Study text:
━━━━━━━━━━━━━━━━

# 🌍 COVID-19 Global Data Analysis

**Date:** 2025-05-15

This notebook provides a comprehensive analysis of global COVID-19 trends using data from Our World in Data. We will explore trends in cases, deaths, and vaccinations, and visualize our findings.

## 1️⃣ Data Collection

- Download `owid-covid-data.csv` from [Our World in Data](https://ourworldindata.org/covid-deaths)
- Save the file in your working directory.

## 2️⃣ Data Loading & Exploration

In [1]:
import pandas as pd

# Load the dataset
df = pd.read_csv('owid-covid-data.csv')

# Display basic info
print(df.columns)
df.head()

ModuleNotFoundError: No module named 'pandas'

In [None]:
# Check for missing values
df.isnull().sum()

## 3️⃣ Data Cleaning

In [None]:
# Filter selected countries
countries = ['Kenya', 'United States', 'India']
df = df[df['location'].isin(countries)]

# Convert date column to datetime
df['date'] = pd.to_datetime(df['date'])

# Fill missing values using forward fill
df.fillna(method='ffill', inplace=True)

# Drop rows with missing critical values
df.dropna(subset=['date', 'total_cases', 'total_deaths'], inplace=True)

## 4️⃣ Exploratory Data Analysis (EDA)

In [None]:
import matplotlib.pyplot as plt
import seaborn as sns

# Plot total cases over time
plt.figure(figsize=(12,6))

━━━━━━━━━━━━━━━━

Supplied information:
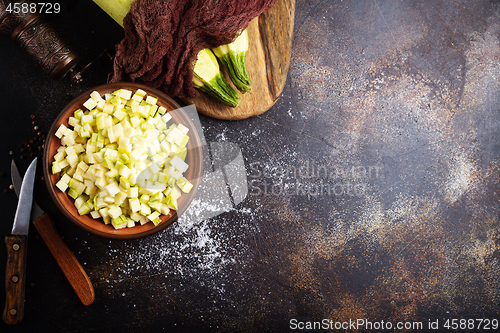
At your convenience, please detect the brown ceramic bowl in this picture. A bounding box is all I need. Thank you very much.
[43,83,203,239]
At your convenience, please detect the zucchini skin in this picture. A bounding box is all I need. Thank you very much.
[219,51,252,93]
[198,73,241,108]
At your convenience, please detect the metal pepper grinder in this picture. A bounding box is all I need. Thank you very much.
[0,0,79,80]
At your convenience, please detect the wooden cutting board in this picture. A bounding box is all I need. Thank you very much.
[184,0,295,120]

━━━━━━━━━━━━━━━━

Problems to solve:
A - Which three countries does the COVID-19 notebook keep when it filters the data?
B - Write the next part of the COVID-19 notebook, picking up after its final line of code.

Answers for the exercise:
A - Kenya, the United States, and India.

B -
for country in countries:
    data = df[df['location'] == country]
    plt.plot(data['date'], data['total_cases'], label=country)
plt.title('Total COVID-19 Cases Over Time')
plt.xlabel('Date')
plt.ylabel('Total Cases')
plt.legend()
plt.show()

In [None]:
# Plot total deaths over time
plt.figure(figsize=(12,6))
for country in countries:
    data = df[df['location'] == country]
    plt.plot(data['date'], data['total_deaths'], label=country)
plt.title('Total COVID-19 Deaths Over Time')
plt.xlabel('Date')
plt.ylabel('Total Deaths')
plt.legend()
plt.show()

In [None]:
# Calculate and plot death rate
df['death_rate'] = df['total_deaths'] / df['total_cases']
sns.lineplot(data=df, x='date', y='death_rate', hue='location')
plt.title('COVID-19 Death Rate Over Time')
plt.show()

## 5️⃣ Vaccination Progress

In [None]:
# Plot cumulative vaccinations over time
plt.figure(figsize=(12,6))
for country in countries:
    data = df[df['location'] == country]
    plt.plot(data['date'], data['total_vaccinations'], label=country)
plt.title('Cumulative COVID-19 Vaccinations Over Time')
plt.xlabel('Date')
plt.ylabel('Total Vaccinations')
plt.legend()
plt.show()

## 6️⃣ Optional: Choropleth Map

In [None]:
# Requires plotly
# import plotly.express as px

# latest_date = df['date'].max()
# latest_df = df[df['date'] == latest_date]

# fig = px.choropleth(latest_df, locations='iso_code',
#                     color='total_cases',
#                     hover_name='location',
#                     color_continuous_scale='Reds',
#                     title='Total COVID-19 Cases by Country')
# fig.show()

## 7️⃣ Insights & Reporting

**Key Insights:**
1. 
2. 
3. 

Use this section to summarize major findings and interesting trends. You can also export this notebook to PDF or PowerPoint for presentation.